SHORT PROBLEM :: Set down each entry from the block beneath, exactly as written.

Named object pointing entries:
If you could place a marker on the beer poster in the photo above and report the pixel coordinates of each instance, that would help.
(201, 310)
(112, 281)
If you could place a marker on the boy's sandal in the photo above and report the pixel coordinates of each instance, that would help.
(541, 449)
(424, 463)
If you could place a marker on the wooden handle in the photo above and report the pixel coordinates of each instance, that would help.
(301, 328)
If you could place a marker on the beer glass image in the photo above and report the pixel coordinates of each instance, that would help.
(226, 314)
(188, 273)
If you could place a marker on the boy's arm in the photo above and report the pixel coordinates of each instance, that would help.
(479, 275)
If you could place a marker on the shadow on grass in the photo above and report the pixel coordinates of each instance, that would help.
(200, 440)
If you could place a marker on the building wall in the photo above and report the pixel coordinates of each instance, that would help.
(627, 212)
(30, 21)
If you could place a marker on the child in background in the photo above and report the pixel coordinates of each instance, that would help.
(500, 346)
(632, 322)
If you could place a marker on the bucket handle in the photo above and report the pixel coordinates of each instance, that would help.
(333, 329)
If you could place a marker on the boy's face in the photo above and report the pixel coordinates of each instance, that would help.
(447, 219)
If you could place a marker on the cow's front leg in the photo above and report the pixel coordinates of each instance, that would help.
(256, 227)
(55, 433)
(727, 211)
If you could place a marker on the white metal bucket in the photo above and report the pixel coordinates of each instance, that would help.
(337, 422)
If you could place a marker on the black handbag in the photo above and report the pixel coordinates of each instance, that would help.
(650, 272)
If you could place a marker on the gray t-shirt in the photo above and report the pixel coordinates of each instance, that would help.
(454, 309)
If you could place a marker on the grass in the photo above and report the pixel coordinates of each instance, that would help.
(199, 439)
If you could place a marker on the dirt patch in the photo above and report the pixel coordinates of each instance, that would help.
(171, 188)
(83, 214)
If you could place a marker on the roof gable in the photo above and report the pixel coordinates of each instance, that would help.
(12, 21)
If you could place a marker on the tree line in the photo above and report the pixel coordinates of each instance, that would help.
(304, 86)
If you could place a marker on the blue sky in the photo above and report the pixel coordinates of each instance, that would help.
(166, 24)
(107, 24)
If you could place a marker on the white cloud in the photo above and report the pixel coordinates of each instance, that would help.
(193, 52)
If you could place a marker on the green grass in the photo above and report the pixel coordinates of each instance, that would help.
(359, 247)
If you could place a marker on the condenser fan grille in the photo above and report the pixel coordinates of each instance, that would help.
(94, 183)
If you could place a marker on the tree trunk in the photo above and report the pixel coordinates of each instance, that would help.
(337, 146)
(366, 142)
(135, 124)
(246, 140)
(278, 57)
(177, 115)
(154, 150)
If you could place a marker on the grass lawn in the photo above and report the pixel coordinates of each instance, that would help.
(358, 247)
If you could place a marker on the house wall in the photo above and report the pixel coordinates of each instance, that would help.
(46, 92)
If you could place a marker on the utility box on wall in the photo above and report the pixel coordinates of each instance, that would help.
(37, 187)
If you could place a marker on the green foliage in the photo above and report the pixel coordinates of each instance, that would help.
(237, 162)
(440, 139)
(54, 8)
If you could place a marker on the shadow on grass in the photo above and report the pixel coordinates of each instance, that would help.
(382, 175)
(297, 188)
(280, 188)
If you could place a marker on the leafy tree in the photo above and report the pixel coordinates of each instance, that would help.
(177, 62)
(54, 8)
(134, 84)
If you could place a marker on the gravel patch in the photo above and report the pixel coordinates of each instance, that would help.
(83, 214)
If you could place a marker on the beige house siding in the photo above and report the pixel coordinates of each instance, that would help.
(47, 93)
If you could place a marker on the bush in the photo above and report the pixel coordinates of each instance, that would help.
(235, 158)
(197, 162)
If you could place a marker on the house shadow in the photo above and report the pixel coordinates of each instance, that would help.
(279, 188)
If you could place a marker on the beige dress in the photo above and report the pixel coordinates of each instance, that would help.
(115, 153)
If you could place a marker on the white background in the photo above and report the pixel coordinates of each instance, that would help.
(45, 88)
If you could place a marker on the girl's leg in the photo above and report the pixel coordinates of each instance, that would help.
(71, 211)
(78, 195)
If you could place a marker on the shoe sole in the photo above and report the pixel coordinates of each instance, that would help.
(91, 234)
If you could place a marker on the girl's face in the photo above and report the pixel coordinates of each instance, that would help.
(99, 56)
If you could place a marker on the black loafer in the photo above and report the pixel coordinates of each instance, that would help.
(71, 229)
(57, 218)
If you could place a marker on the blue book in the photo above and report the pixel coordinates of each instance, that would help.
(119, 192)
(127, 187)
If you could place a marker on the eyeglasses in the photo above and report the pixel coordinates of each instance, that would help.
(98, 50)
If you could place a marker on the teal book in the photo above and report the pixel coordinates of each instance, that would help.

COMPLETED EXERCISE ::
If you could place a marker on the beer poster in the photo above and report the pixel coordinates of each instance, that would help.
(201, 310)
(112, 281)
If you could place a marker on the boy's sandal in the photo above and report the pixel coordinates of each instance, that would help.
(541, 449)
(424, 463)
If you could place a marker on the wooden handle in the photo above and report the pixel coordinates of each instance, that would help.
(301, 328)
If you could place a marker on the beer glass image in the photo above and report the pixel coordinates of each instance, that would help.
(226, 314)
(188, 273)
If you could place a marker on the boy's arm in the photo above and report the pixel coordinates of each instance, that would help.
(479, 275)
If you could place a marker on the shadow on grass in the photo above and report the pixel coordinates of each instance, that would help.
(200, 440)
If you could place a marker on the building wall in the photo above and report the pixel coordinates of each instance, that would help.
(627, 212)
(30, 21)
If you could place a marker on the child in background in the photo above and report the pixel coordinates of each instance, that would help.
(500, 346)
(632, 322)
If you could place a marker on the bucket handle in the photo above and report the pixel coordinates of each instance, that would help.
(333, 329)
If you could place a marker on the boy's face in the photo above and report the pixel coordinates of each instance, that would help.
(447, 219)
If you could place a marker on the cow's front leg in the photo above and report the pixel coordinates of each instance, that would help.
(256, 227)
(55, 433)
(727, 211)
If you could place a marker on the white metal bucket in the photo above and report the pixel coordinates of each instance, that would help.
(337, 422)
If you could place a marker on the black handbag in the photo above and report the pixel coordinates of each instance, that would help.
(650, 272)
If you could place a marker on the gray t-shirt in the photo above and report the pixel coordinates of each instance, that would help.
(454, 309)
If you could place a marker on the grass in the photo above and report the pixel coordinates of each instance, that would help.
(199, 439)
If you could place a marker on the dirt patch in the photo above and report the pixel coordinates of each instance, that would help.
(171, 188)
(83, 214)
If you could place a marker on the roof gable in the photo above and report the pixel coordinates of each instance, that would help.
(12, 21)
If you could place a marker on the tree line in the photo above and report the pixel coordinates of each instance, that would help.
(304, 86)
If you could place a marker on the blue sky in the photo above and report the pixel coordinates of each instance, that would help.
(166, 24)
(107, 24)
If you could place a marker on the white cloud in the photo above and report the pixel coordinates of each instance, that would help.
(193, 52)
If you could place a marker on the green grass in the photo above and report the pixel coordinates of each instance, that would help.
(359, 247)
If you could place a marker on the condenser fan grille in the photo above and report the pixel coordinates of each instance, that would help.
(94, 183)
If you could place a marker on the tree trunk in the photo above and report the pixel coordinates of each instance, that would help.
(337, 146)
(366, 142)
(135, 124)
(246, 140)
(278, 57)
(177, 115)
(154, 150)
If you could place a marker on the grass lawn in the photo above and report the pixel coordinates of each instance, that would help.
(358, 247)
If you could place a marker on the house wall in the photo above and report the pixel coordinates of each instance, that would help.
(46, 92)
If you could place a marker on the utility box on wall in the photo above and report the pixel coordinates of each instance, that would help.
(37, 187)
If you could place a marker on the green foliage in the photo above and report the pixel coordinates of each instance, that would help.
(237, 162)
(440, 139)
(54, 8)
If you could place a marker on the shadow on grass in the photo above and report the pixel coordinates of each instance, that would help.
(382, 175)
(297, 188)
(280, 188)
If you could place a marker on the leafy tree in the photo above and report the pixel coordinates of each instance, that would help.
(177, 62)
(54, 8)
(134, 84)
If you could place a marker on the gravel patch in the photo above and report the pixel coordinates of each instance, that would help.
(83, 214)
If you could place a marker on the beige house siding in the photo above and report the pixel coordinates of each instance, that would help.
(47, 93)
If you could place a marker on the bush in the photo above and report the pixel coordinates of each instance, that would help.
(235, 158)
(197, 162)
If you could place a marker on the house shadow in the photo above and report the pixel coordinates of each instance, that would help.
(279, 188)
If you could place a marker on the beige dress in the photo above and report the pixel coordinates of each instance, that would help.
(115, 153)
If you could place a marker on the white background in the photo above and report the pixel coordinates of each instance, that would help.
(45, 88)
If you could place a marker on the girl's leg in the photo above and report the pixel coordinates of each instance, that would help.
(71, 211)
(78, 195)
If you could place a marker on the shoe sole in the photo above and report the pixel coordinates of each instance, that would help.
(91, 234)
If you could place a marker on the girl's face in the photo above and report the pixel coordinates of each instance, that would help.
(99, 56)
If you could place a marker on the black loafer in the photo above and report the pixel coordinates of each instance, that would help.
(71, 229)
(57, 218)
If you could place a marker on the blue book in the photo above and report the pixel coordinates of each instance, that would help.
(119, 192)
(127, 187)
If you could place a marker on the eyeglasses in the photo above and report the pixel coordinates of each instance, that would help.
(98, 50)
If you could place a marker on the teal book in the photo above and report the pixel coordinates of each instance, that would help.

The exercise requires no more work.